## Exercise brief:
Copy every one of the following items word for word, keeping each line unchanged.

::: Records to process :::

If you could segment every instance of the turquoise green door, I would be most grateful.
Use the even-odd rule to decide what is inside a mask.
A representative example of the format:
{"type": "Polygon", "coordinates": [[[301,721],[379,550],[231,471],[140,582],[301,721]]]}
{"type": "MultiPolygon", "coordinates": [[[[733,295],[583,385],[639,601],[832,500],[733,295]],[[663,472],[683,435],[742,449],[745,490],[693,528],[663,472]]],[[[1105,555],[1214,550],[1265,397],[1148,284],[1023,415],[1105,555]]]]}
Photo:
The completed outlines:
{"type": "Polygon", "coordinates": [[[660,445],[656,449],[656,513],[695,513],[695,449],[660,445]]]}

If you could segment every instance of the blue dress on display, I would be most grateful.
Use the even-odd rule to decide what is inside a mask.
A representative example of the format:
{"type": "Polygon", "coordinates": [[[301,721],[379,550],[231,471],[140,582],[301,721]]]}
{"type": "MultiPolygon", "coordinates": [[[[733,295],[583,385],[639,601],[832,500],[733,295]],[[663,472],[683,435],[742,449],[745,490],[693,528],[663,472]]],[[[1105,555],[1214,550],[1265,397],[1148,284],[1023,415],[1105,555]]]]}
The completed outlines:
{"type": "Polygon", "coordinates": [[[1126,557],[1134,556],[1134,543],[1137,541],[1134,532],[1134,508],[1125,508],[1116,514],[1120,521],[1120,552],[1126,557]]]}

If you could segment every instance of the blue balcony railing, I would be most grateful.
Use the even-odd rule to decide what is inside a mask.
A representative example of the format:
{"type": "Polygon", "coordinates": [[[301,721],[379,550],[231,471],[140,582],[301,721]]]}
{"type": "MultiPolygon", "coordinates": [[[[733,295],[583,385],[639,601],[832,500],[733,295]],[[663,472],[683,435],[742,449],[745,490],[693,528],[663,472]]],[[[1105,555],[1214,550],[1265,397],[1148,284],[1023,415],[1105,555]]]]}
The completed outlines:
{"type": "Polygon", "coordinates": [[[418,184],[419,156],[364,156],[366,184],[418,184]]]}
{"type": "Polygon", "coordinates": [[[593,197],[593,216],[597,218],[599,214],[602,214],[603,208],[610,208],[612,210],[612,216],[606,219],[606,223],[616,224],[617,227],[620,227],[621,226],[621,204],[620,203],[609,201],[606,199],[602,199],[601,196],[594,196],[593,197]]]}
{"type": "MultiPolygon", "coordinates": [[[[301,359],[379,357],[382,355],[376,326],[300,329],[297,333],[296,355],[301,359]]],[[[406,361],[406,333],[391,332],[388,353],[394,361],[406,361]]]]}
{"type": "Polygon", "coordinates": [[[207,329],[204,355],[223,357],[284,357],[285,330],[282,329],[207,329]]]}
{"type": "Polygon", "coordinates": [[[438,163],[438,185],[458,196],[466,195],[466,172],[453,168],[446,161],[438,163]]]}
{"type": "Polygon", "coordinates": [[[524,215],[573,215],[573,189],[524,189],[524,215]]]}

:::

## Exercise result:
If you could segment every instance of the turquoise green door, I would be most grateful.
Use the even-odd rule to decide what is inside a mask.
A representative example of the format:
{"type": "Polygon", "coordinates": [[[301,721],[379,550],[231,471],[140,582],[301,721]]]}
{"type": "MultiPolygon", "coordinates": [[[[733,295],[583,385],[639,601],[832,500],[733,295]],[[663,472],[683,435],[742,449],[745,490],[693,528],[663,472]]],[[[1105,555],[1214,550],[1265,397],[1148,284],[1023,415],[1105,555]]]]}
Photo:
The completed outlines:
{"type": "Polygon", "coordinates": [[[660,445],[656,449],[656,513],[695,513],[695,449],[660,445]]]}

If you could segment every instance of the blue dress on display, I would be most grateful.
Use the even-odd rule to decide what is inside a mask.
A representative example of the format:
{"type": "Polygon", "coordinates": [[[301,721],[379,550],[231,471],[140,582],[301,721]]]}
{"type": "MultiPolygon", "coordinates": [[[[733,295],[583,385],[639,601],[832,500],[733,295]],[[663,472],[683,435],[742,449],[745,490],[693,528],[663,472]]],[[[1105,555],[1214,550],[1265,397],[1148,284],[1023,415],[1105,555]]]]}
The completed outlines:
{"type": "Polygon", "coordinates": [[[1126,557],[1134,556],[1134,543],[1137,541],[1134,532],[1134,508],[1125,508],[1116,514],[1120,521],[1120,552],[1126,557]]]}

If you could segment every instance of the blue balcony railing, I would be most grateful.
Use the even-odd rule to decide what is inside a mask.
A representative example of the format:
{"type": "Polygon", "coordinates": [[[301,721],[379,550],[231,471],[140,582],[301,721]]]}
{"type": "MultiPolygon", "coordinates": [[[[733,295],[583,385],[639,601],[832,500],[733,295]],[[663,472],[683,435],[742,449],[745,490],[693,528],[663,472]]],[[[1105,555],[1214,550],[1265,397],[1148,284],[1023,415],[1105,555]]]]}
The completed outlines:
{"type": "Polygon", "coordinates": [[[418,184],[419,156],[364,156],[366,184],[418,184]]]}
{"type": "Polygon", "coordinates": [[[593,197],[593,216],[597,218],[599,214],[602,214],[603,208],[610,208],[612,210],[612,216],[606,219],[606,223],[616,224],[617,227],[620,227],[621,226],[621,204],[620,203],[609,201],[606,199],[602,199],[601,196],[594,196],[593,197]]]}
{"type": "MultiPolygon", "coordinates": [[[[301,359],[379,357],[382,355],[376,326],[300,329],[297,333],[296,355],[301,359]]],[[[406,361],[406,333],[391,332],[388,353],[394,361],[406,361]]]]}
{"type": "Polygon", "coordinates": [[[207,329],[204,355],[223,357],[284,357],[285,330],[282,329],[207,329]]]}
{"type": "Polygon", "coordinates": [[[438,163],[438,185],[458,196],[466,195],[466,172],[453,168],[446,161],[438,163]]]}
{"type": "Polygon", "coordinates": [[[524,215],[573,215],[573,189],[524,189],[524,215]]]}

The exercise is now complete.